**Texte à lire**
-------

Snowden d’Oliver Stone est actuellement diffusé sur Canal+ : ses nombreux défauts ne doivent pas vous retenir de regarder un film salutaire pour tout utilisateur d’Internet
Voici enfin l’occasion pour les Français de regarder l’histoire du lanceur d’alerte Edward Snowden, dans une réalisation d’Oliver Stone. Ce dernier a l’habitude de s’attaquer au style parfois délicat du film d’actualité contemporaine, puisqu’il est notamment le réalisateur de films comme World Trade Center, sorti à peine 5 ans après le choc du 11 septembre 2001, ou encore W, biopic consacré à George Bush Junior sorti juste avant son départ de la Maison Blanche en 2008.
Avec Snowden, il s’attaque à un sujet brûlant puisque l’ex-employé des services de renseignement américains vit toujours en exil à Moscou tandis que la campagne présidentielle américaine a relancé le débat sur ce qui devrait attendre l’homme au cas où il remettrait le pied sur le sol américain.
AMBIANCE RYTHMÉE ET EFFICACE
À la fois rythmée et esthétique, la mise en scène est efficace et parvient à nous garder dans l’ambiance du film, malgré les fréquents allers-retours entre le huis-clos de Hong-Kong qui servit de cadre à Snowden et une poignée de journalistes chargés des révélations de juin 2013, et le déroulé des différents épisodes de sa carrière, qui l’ont successivement mené dans le Sud des États-Unis, en Suisse, au Japon, et enfin à Hawaii.

-------

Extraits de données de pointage

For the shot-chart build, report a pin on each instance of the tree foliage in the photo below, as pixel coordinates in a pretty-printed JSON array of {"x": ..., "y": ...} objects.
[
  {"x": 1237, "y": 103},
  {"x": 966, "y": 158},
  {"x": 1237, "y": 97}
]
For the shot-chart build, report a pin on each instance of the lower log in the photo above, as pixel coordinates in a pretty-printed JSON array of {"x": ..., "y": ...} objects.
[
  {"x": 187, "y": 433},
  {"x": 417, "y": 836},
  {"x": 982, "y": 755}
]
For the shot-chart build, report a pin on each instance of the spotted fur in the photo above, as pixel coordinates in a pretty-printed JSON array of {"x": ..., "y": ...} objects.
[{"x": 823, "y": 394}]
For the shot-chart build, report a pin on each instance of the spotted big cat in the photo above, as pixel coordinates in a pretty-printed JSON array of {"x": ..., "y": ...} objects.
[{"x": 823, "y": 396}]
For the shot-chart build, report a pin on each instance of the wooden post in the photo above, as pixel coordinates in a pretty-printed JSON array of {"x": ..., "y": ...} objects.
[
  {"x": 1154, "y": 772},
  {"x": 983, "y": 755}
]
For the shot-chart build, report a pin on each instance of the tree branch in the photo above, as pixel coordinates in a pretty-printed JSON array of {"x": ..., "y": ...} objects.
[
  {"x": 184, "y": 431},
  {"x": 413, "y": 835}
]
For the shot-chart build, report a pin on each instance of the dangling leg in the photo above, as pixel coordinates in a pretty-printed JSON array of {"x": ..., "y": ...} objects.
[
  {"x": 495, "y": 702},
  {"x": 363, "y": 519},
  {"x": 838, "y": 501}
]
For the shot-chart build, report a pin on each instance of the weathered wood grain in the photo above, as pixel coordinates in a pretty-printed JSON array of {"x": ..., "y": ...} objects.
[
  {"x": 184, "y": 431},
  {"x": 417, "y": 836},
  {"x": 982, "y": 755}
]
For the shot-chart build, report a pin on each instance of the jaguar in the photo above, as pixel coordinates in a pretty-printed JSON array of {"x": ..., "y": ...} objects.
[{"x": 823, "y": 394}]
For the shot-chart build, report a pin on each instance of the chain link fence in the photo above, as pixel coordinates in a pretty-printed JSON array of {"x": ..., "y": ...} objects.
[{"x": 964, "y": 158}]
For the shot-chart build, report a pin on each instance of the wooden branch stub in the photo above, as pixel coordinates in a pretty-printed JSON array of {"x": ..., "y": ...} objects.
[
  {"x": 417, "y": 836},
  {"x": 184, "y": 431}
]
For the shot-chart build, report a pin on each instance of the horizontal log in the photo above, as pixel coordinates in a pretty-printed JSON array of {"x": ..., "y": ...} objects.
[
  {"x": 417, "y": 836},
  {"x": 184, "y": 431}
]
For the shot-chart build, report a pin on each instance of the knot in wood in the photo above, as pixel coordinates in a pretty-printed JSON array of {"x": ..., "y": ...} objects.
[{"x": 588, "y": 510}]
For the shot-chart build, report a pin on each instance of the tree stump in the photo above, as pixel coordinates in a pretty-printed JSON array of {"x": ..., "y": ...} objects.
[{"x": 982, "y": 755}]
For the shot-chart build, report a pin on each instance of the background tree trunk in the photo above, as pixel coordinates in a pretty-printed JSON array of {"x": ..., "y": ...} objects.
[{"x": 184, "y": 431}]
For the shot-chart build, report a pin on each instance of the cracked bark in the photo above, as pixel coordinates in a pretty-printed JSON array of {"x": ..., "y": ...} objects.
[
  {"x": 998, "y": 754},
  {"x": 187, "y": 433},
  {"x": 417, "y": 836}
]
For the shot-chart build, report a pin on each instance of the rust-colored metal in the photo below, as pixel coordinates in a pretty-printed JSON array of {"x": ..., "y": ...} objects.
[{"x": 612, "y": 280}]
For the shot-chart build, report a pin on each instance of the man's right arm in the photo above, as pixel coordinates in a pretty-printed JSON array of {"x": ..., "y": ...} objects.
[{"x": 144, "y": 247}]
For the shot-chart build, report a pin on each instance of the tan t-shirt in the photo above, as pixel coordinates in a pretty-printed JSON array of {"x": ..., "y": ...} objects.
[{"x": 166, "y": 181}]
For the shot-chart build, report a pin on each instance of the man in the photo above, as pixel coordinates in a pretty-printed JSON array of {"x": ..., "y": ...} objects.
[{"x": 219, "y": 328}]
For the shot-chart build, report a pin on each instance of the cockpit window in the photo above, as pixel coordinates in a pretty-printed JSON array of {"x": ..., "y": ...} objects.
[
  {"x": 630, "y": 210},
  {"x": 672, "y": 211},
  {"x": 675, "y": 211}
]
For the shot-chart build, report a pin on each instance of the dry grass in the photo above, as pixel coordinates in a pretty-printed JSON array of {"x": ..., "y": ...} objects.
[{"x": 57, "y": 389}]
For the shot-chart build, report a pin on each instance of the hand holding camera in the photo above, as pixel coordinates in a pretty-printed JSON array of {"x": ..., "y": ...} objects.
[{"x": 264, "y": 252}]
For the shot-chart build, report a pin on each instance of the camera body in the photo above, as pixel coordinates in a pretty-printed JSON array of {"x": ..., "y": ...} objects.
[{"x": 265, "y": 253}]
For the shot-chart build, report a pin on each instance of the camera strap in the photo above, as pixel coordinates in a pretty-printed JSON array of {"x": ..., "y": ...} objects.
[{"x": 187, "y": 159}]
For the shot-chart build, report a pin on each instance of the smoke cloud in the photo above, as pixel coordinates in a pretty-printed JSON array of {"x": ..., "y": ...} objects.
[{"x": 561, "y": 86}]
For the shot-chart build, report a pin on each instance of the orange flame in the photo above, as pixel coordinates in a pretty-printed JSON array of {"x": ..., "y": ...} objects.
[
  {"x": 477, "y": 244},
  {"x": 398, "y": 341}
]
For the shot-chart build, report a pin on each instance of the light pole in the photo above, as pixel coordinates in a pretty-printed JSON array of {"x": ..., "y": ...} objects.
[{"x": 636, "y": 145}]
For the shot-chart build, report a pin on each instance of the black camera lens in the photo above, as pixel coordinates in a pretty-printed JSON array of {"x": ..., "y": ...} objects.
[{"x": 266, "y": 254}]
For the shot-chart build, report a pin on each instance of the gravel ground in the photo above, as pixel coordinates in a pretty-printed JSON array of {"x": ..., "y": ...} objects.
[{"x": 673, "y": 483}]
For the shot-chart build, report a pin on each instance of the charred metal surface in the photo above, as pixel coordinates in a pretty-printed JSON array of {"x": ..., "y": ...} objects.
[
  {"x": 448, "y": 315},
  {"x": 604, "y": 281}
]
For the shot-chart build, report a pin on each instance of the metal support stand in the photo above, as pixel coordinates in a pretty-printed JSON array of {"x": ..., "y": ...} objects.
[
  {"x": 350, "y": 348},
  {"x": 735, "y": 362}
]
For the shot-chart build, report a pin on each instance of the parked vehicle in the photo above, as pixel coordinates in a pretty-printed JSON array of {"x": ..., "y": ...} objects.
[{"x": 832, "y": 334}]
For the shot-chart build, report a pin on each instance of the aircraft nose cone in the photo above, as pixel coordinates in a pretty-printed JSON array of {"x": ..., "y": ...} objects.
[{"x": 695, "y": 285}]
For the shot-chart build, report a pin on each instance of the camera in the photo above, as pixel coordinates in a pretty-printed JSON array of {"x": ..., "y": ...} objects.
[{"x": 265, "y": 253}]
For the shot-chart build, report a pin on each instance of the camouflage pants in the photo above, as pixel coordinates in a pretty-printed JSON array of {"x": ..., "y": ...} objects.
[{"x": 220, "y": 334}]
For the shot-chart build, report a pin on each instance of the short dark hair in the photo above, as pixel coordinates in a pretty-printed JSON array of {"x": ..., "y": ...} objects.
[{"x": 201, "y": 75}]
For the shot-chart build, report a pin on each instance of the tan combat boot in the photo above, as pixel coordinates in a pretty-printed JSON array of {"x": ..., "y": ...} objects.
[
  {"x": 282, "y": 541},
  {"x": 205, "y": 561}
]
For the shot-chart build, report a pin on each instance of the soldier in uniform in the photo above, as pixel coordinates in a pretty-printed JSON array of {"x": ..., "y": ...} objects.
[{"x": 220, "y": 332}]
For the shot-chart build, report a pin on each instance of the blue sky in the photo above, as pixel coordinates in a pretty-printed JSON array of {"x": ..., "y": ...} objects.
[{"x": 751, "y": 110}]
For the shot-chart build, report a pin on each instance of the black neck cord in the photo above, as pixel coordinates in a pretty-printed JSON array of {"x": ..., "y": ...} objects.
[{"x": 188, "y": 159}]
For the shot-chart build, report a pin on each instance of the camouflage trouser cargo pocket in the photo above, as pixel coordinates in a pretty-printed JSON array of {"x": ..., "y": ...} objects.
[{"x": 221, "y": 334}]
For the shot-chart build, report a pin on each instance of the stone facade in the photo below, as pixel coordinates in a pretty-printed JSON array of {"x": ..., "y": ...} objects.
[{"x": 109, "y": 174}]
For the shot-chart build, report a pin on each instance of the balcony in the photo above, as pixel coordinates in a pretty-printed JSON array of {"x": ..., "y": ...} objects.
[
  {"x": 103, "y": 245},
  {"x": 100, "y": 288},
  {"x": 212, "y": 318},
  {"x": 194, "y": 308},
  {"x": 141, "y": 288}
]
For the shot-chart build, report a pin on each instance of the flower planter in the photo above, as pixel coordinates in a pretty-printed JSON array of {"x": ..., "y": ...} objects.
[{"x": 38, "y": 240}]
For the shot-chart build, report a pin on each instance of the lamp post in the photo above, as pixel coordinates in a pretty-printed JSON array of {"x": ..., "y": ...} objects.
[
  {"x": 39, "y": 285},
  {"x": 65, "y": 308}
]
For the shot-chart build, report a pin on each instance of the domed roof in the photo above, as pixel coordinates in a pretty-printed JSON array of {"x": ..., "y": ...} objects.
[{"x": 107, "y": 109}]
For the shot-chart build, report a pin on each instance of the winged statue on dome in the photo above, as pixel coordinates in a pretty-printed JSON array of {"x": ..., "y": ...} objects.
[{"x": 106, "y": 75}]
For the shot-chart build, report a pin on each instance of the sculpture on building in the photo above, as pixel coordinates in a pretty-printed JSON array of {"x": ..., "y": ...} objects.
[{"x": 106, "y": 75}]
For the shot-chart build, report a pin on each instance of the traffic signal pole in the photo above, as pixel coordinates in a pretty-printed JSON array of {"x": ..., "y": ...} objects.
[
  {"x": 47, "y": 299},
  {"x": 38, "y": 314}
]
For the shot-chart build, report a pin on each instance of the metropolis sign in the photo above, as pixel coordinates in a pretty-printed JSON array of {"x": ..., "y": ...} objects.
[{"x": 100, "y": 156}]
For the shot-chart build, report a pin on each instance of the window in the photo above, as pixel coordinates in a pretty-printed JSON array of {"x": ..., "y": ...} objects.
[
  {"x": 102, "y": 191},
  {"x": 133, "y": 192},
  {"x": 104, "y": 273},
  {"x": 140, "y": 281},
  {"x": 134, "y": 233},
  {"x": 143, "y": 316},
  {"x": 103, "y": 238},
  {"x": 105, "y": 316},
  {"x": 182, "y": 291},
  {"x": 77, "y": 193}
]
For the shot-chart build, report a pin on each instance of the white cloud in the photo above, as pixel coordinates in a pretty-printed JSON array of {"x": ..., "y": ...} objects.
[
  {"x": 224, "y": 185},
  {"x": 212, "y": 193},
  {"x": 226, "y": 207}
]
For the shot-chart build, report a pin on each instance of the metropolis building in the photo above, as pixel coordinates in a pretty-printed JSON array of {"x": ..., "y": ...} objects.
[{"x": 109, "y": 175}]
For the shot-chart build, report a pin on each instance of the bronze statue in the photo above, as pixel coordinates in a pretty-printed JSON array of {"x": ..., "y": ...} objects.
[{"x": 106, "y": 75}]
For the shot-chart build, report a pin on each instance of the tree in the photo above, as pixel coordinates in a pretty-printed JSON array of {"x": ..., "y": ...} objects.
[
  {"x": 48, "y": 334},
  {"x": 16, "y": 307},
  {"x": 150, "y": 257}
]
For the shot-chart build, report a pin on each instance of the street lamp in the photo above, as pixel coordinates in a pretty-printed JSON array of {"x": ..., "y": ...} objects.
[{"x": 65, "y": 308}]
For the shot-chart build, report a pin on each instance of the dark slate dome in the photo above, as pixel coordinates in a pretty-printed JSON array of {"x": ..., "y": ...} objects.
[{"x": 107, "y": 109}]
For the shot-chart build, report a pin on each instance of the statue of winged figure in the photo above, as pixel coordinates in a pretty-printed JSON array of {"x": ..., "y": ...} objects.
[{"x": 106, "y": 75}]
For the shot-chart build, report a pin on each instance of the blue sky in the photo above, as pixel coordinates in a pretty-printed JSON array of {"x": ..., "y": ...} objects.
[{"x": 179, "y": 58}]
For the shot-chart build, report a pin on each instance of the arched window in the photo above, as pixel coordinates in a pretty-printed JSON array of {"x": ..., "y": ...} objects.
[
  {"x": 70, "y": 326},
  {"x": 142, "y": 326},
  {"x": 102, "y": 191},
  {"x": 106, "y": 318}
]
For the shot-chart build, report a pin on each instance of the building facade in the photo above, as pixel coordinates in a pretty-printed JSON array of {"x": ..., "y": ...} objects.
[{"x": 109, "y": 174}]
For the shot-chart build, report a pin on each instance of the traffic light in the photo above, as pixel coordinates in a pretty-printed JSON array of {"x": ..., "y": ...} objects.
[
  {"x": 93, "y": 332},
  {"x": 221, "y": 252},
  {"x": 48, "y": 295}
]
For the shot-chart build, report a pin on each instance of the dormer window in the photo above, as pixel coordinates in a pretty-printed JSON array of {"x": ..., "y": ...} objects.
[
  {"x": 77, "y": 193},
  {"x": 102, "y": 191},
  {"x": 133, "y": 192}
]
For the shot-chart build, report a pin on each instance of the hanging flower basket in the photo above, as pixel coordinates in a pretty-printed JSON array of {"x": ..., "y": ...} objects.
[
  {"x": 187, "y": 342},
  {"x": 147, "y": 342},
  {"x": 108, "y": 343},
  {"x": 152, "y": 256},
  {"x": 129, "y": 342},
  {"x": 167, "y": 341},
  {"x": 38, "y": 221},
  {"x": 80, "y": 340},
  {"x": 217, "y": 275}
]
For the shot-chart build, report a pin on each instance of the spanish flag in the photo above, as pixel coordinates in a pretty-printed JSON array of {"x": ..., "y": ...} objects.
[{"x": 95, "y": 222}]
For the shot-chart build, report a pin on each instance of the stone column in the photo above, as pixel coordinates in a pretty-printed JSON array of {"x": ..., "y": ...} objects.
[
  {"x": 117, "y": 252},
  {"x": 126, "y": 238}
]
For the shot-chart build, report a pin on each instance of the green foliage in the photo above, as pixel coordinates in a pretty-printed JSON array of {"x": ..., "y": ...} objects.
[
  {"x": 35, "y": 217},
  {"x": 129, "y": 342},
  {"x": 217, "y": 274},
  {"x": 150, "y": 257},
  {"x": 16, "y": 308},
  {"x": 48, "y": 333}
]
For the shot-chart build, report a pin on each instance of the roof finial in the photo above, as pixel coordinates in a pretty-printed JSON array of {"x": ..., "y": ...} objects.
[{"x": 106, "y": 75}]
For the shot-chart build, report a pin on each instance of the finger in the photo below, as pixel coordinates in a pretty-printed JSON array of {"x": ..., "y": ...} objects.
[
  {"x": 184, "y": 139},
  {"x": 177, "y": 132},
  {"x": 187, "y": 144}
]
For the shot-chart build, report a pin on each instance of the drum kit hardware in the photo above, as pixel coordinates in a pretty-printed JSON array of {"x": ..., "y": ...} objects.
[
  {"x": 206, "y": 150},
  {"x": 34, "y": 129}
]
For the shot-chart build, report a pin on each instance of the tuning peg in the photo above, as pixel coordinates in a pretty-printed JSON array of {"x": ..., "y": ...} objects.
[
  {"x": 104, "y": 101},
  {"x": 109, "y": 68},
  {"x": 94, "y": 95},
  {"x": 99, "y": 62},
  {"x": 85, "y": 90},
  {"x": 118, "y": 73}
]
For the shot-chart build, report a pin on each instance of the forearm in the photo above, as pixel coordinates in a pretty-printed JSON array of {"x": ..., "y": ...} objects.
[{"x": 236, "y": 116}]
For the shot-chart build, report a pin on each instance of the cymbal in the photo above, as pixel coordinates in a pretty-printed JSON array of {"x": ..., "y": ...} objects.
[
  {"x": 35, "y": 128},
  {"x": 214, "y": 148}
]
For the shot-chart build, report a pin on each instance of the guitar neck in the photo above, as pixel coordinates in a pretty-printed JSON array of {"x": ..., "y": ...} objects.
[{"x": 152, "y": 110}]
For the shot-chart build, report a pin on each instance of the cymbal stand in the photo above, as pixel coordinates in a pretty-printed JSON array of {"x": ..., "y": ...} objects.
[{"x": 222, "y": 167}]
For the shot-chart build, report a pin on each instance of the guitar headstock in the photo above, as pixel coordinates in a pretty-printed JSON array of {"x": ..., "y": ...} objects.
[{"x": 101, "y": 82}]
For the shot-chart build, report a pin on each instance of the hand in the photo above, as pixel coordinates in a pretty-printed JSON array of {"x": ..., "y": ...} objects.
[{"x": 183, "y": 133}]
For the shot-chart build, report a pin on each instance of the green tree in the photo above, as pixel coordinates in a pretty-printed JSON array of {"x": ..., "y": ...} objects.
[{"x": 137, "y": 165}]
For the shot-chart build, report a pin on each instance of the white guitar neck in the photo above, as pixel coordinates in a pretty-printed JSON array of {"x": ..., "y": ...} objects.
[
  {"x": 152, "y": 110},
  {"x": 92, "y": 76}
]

-------

**Exercices à faire**
1 > Recopiez mot pour mot le passage de l'article sur Snowden qui commence par « AMBIANCE RYTHMÉE ET » et finit par « enfin à Hawaii. ».
2 > D'après l'article sur Snowden, par quels lieux les épisodes de sa carrière ont-ils successivement mené Snowden ?
3 > Selon l'article sur Snowden, dans quelle ville l'ex-employé des services de renseignement américains vit-il toujours en exil ?
Les entrées ci-dessus ne servent à rien ici.

**Liste des réponses**
1 >
AMBIANCE RYTHMÉE ET EFFICACE
À la fois rythmée et esthétique, la mise en scène est efficace et parvient à nous garder dans l’ambiance du film, malgré les fréquents allers-retours entre le huis-clos de Hong-Kong qui servit de cadre à Snowden et une poignée de journalistes chargés des révélations de juin 2013, et le déroulé des différents épisodes de sa carrière, qui l’ont successivement mené dans le Sud des États-Unis, en Suisse, au Japon, et enfin à Hawaii.

2 > Le Sud des États-Unis, la Suisse, le Japon et Hawaii.

3 > À Moscou.